[Point labeling dataset excerpts]
====

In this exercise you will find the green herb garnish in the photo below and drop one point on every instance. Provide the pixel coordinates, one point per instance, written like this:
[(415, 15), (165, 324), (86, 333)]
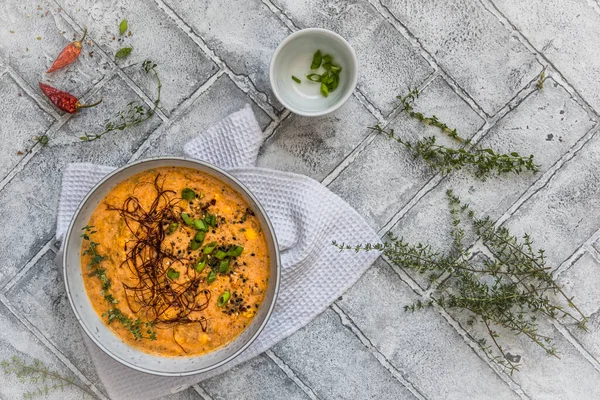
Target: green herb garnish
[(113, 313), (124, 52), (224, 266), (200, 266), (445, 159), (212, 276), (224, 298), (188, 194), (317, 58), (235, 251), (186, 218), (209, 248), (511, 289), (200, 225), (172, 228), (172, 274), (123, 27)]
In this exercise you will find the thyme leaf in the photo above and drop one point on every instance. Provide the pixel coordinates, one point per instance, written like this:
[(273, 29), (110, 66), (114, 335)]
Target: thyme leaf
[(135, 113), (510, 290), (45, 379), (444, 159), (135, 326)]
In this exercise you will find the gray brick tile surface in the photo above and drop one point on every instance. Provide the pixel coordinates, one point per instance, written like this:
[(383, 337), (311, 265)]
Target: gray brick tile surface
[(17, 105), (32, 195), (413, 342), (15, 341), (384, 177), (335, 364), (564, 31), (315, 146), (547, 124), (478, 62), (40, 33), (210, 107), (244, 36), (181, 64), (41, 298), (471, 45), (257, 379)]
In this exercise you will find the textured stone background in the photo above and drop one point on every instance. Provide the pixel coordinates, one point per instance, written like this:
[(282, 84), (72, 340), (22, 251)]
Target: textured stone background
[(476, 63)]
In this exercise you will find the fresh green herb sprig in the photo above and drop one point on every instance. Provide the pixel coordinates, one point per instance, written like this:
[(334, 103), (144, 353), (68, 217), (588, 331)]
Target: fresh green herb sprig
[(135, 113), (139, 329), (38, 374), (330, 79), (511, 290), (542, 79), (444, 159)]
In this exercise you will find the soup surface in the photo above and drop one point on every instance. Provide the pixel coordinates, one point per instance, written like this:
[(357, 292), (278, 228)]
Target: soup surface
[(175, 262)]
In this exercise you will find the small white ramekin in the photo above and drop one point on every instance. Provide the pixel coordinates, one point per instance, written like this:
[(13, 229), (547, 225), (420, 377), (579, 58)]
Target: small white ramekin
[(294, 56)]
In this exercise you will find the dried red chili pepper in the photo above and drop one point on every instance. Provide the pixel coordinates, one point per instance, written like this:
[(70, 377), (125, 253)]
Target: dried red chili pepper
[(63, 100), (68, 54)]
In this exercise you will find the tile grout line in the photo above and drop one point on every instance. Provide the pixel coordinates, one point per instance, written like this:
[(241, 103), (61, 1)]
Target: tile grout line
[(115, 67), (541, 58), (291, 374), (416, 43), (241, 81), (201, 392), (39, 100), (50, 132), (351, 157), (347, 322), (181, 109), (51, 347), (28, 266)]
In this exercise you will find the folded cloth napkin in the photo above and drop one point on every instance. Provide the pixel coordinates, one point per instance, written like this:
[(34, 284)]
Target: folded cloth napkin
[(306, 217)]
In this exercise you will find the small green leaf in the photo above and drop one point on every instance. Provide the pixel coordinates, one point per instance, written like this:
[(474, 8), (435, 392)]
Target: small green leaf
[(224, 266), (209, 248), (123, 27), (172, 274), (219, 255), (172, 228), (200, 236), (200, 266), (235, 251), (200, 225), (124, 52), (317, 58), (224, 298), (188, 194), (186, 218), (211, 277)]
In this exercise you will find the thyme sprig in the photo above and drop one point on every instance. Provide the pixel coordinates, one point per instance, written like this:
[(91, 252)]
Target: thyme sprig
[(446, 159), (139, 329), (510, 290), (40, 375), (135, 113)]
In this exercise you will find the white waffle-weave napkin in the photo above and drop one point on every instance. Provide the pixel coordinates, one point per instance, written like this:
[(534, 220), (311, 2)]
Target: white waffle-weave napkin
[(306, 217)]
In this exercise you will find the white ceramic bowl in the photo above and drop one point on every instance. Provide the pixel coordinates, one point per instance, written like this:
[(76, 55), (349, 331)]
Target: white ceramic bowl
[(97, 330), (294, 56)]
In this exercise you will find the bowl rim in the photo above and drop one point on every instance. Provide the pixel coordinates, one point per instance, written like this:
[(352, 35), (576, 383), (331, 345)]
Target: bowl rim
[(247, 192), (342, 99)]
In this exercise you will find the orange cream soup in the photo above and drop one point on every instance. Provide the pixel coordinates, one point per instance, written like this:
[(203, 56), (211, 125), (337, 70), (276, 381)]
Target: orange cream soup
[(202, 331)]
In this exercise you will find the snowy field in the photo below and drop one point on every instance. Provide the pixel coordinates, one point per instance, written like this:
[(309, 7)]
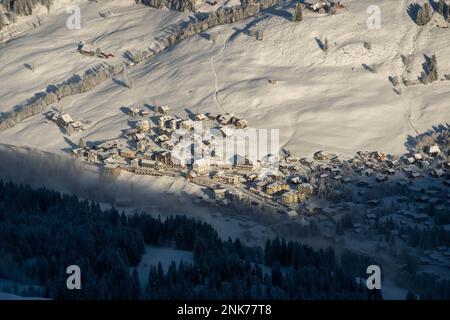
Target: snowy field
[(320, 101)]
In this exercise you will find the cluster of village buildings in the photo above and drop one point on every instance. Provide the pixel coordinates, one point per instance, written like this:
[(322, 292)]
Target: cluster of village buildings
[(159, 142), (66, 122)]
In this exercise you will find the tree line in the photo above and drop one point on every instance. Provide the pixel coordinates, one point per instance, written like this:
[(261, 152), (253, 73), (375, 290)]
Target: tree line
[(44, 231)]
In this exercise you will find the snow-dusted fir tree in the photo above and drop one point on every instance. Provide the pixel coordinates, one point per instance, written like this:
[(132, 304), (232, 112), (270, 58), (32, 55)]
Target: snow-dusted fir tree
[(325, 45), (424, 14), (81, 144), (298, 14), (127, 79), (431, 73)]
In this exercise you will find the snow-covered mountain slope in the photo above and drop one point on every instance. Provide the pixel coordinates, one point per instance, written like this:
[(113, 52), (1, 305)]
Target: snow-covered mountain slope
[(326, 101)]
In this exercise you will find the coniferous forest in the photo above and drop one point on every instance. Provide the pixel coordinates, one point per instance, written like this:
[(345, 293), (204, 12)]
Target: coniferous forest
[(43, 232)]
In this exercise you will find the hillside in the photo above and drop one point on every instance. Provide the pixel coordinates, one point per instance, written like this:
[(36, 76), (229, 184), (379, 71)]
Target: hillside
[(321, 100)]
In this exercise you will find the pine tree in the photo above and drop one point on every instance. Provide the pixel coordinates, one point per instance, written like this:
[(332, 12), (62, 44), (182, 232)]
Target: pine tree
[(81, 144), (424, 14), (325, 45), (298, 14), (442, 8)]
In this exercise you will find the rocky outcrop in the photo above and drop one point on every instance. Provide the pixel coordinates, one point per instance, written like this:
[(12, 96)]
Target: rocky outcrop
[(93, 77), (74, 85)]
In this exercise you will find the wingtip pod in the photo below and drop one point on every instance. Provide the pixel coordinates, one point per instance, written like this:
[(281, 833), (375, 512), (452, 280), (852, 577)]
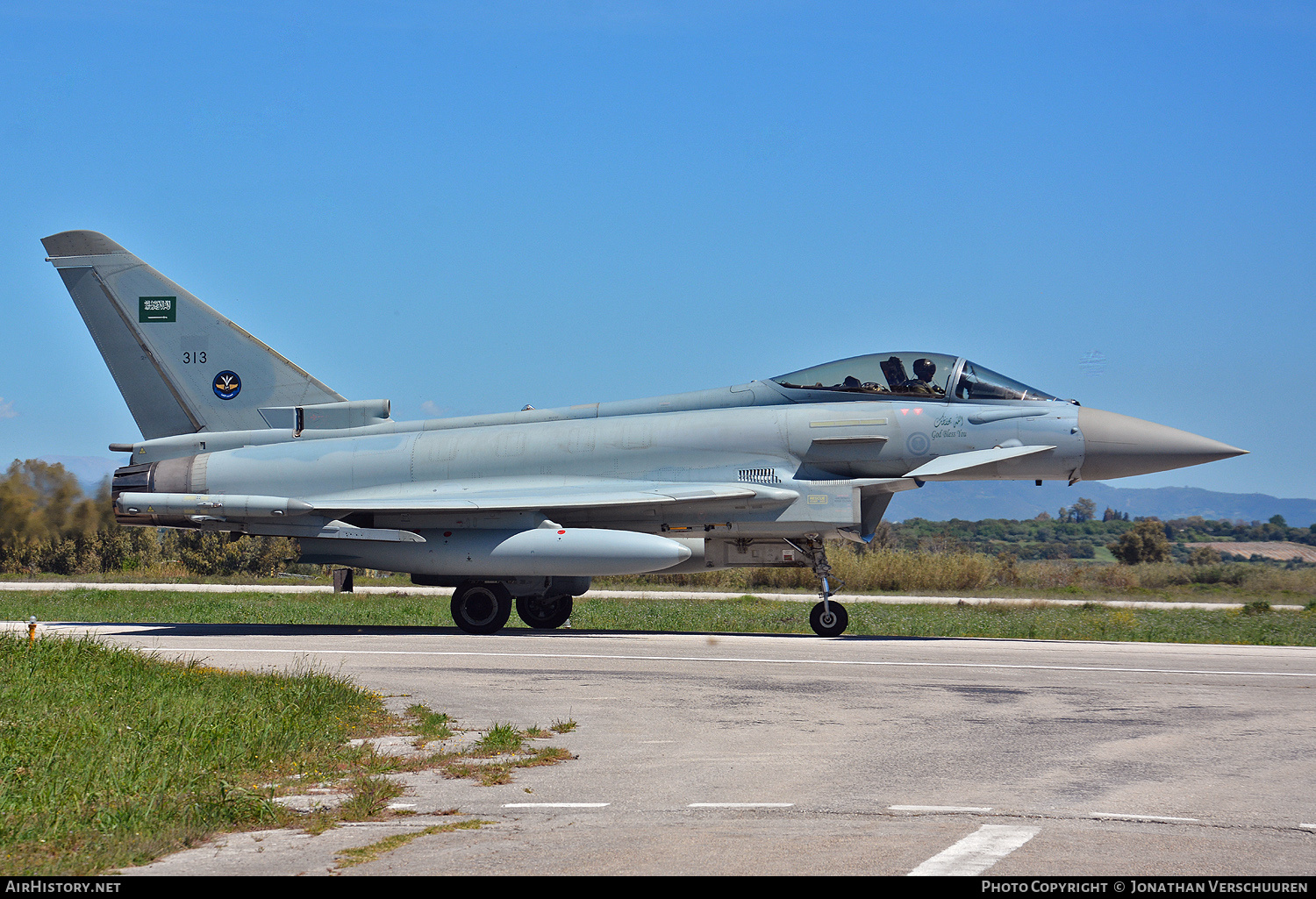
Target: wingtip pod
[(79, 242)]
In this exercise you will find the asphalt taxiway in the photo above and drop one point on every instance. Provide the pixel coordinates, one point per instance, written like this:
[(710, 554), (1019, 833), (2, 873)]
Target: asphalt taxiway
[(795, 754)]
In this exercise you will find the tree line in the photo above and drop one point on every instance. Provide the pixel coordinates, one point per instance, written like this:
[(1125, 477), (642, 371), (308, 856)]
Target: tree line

====

- **Directions**: Print each record exactly as it stands, leaving the images out.

- **Output of the task**:
In this exercise you will find the green herb garnish in the photo below and drop one point on every instance. Provide the pixel coordinates, one point per instance, written like this:
[(415, 15), (165, 324), (86, 333)]
Target: green herb garnish
[(113, 313), (124, 52), (224, 266), (200, 266), (445, 159), (212, 276), (224, 298), (188, 194), (317, 58), (235, 251), (186, 218), (209, 248), (511, 289), (200, 225), (172, 228), (172, 274), (123, 27)]
In this exercise you will find the thyme leaf in the photo above and drop one point on every instance. Provide the pixel coordinates, one point per instance, written like this:
[(273, 29), (110, 66), (114, 335)]
Target: thyme leaf
[(135, 113), (510, 290), (45, 379), (444, 159), (135, 326)]
In this exercise you will find the gray brick tile surface in the photo above and drop one point on every instance. Provide the pixel coordinates, one point per instance, written like this:
[(383, 337), (311, 265)]
Target: gray brick tile surface
[(17, 105), (32, 195), (413, 342), (15, 341), (384, 177), (335, 364), (564, 31), (315, 146), (547, 124), (478, 62), (40, 33), (210, 107), (244, 36), (181, 64), (41, 298), (471, 45), (257, 379)]
In this exercise you will find the textured stone background in the photo above and drop one point on every instance. Provide the pixel coordinates, one point per instance, written like this:
[(282, 84), (72, 340), (22, 251)]
Target: textured stone background
[(476, 63)]
In this exercise you will find the fresh green herb sprig in the photo above and drop one point on every instance. Provide the pixel coordinates, one point per instance, written like this:
[(334, 103), (144, 353), (68, 217), (588, 331)]
Target: fresh green herb sprig
[(135, 113), (139, 329), (38, 374), (330, 79), (511, 290), (542, 79), (444, 159)]
In this exercise you will find the soup surface in the photo above and drop one point on every instance. Provide the pixel coordinates, one point per instance, written like this:
[(357, 292), (278, 228)]
Target: soup surface
[(175, 262)]
In this exercise you will find the small white ramekin in the photo above and drop one point on every instance. Provide the pixel coordinates, one point per instance, written like this:
[(13, 229), (547, 225), (420, 377), (579, 58)]
Target: small white ramekin
[(294, 56)]
In this exercise you will find the dried red chili pepper in the photo above and drop one point on every instance. Provide the pixel coordinates, one point per instance, written like this:
[(70, 377), (125, 253)]
Target: dried red chili pepper
[(63, 100), (68, 54)]
In this exercise you will find the tile grout line in the photo above and drop one point on every instance. Provide the pixel coordinates, one point per instance, written like this:
[(241, 103), (61, 1)]
Target: tile grout line
[(115, 67), (541, 58), (291, 374), (416, 43), (241, 81), (201, 392), (39, 100), (50, 132), (351, 157), (347, 322), (181, 109), (51, 347), (28, 266)]
In this exercise you will find the folded cloth napkin in the photo above and drop one point on every instance. Provide the pixel coordinates, one point per instance, written like this:
[(34, 284)]
Target: folded cloth napkin
[(306, 217)]
In this exercise you will find the small green leaf in the photo above and drop one point on every instance. Provide the pixel coordinates, one point per instance, written like this:
[(474, 8), (435, 392)]
Target: small green leaf
[(224, 266), (209, 248), (123, 27), (172, 274), (219, 255), (172, 228), (200, 236), (200, 266), (235, 251), (200, 225), (124, 52), (317, 58), (224, 298), (188, 194), (186, 218), (211, 277)]
In this exercise you will find the thyme sprig in the photo above and drop one point on every instance. Provide the pixel coordinates, one point per instance, written like this:
[(91, 252)]
Target: thyme sprig
[(446, 159), (139, 329), (510, 290), (40, 375), (135, 113)]
In this exercise you will find the white waffle-weave napkin in the photo above and drop one point on every instance. Provide the pixel coordinates, one point per instance, written like this:
[(534, 220), (311, 2)]
Target: white waffle-weave napkin
[(306, 217)]
In this exercise you will find the white ceramic bowl in the photo above and drop one point on every instance. Provide the pixel coordinates, one point per instance, written like this:
[(76, 55), (349, 331)]
Target: white ceramic bowl
[(97, 330), (294, 56)]
In this exercise you will find the bowl rim in the photo above and drop one point on every instance. Provide the pixel coordinates, one point per instance, written like this:
[(352, 35), (576, 383), (331, 345)]
Target: bowl rim
[(247, 192), (342, 99)]
In this exercise you will find the orange cream soup in the photo above and drop one point on every instance. Provide the pixel coordinates, one point per instance, written like this:
[(203, 56), (211, 125), (337, 70), (276, 381)]
Target: orange cream soup
[(202, 331)]
In this exercise you will find the snowy field in the photo below and drop one point on every instance. Provide the pixel coordinates, one point per instance, written like this:
[(309, 7)]
Target: snowy field
[(320, 101)]
In this exercise you will find the cluster of village buildings in the photo above and drop one point on every instance. Provide the pixel coordinates, one point per instance, written like this:
[(322, 292)]
Target: cluster of village buildings
[(159, 142), (66, 122)]
In this exercise you will find the tree line in the photo above and drop one point on every instance. Provide the pixel coordinates, one point per instance, written like this:
[(261, 152), (253, 73), (375, 290)]
Target: tree line
[(44, 231)]
In this exercise you will find the snow-dusted fir tree in the photo above and drop one point on every instance. Provide the pixel coordinates, one point per instance, written like this:
[(132, 304), (232, 112), (270, 58), (32, 55)]
Target: snow-dusted fir tree
[(325, 45), (424, 14), (81, 144), (298, 14), (127, 79), (431, 73)]
In this exercise you will find the snow-covered mountain slope in the photo above and drop one point on every instance. Provide the pixel coordinates, one point per instance, written like this:
[(113, 52), (1, 305)]
Target: snow-covered mountain slope
[(326, 101)]
In this exercise you will find the coniferous forest in the photo above and drop one point on every instance. Provide the pixel coordinates, one point per instance, written like this:
[(345, 293), (204, 12)]
Target: coniferous forest
[(43, 232)]
In this exercise you will find the hillside in the photo above and drop one point on every instance. Provide the pixel coordinates, one point per instance, written like this:
[(36, 76), (229, 184), (379, 71)]
Target: hillside
[(321, 100)]
In this exercise you will find the pine tree in the photo above and drop one point on every instance. Provide the pixel coordinates, one point per instance, written like this:
[(332, 12), (62, 44), (182, 232)]
Target: pine tree
[(81, 144), (424, 14), (325, 45), (298, 14), (442, 8)]
In this exercise you will find the rocky outcrop in the photo above and drop one point on every instance. Provide the pixel coordinates, one point per instance, written like this:
[(12, 96)]
Target: rocky outcrop
[(93, 77), (74, 85)]
In this exercise you will find the wingtip pod in the photo below and drop one point on every instance. Provide the pixel coordinates, one point per instance, written like this:
[(281, 833), (375, 512), (452, 280), (852, 577)]
Target: wingtip pod
[(79, 242)]
In this exercise you will find the asphalt taxiway in the photo above and drop one point on every instance. Provide the pixel coordinates, one point per instance, written like this:
[(710, 554), (1019, 833), (2, 873)]
Target: asphalt taxiway
[(795, 754)]
In this exercise you will find the tree line in the photo above and drop one point on every instance. Provide the pixel coordinates, one point per instance, written like this:
[(1125, 477), (642, 371), (308, 856)]
Target: tree line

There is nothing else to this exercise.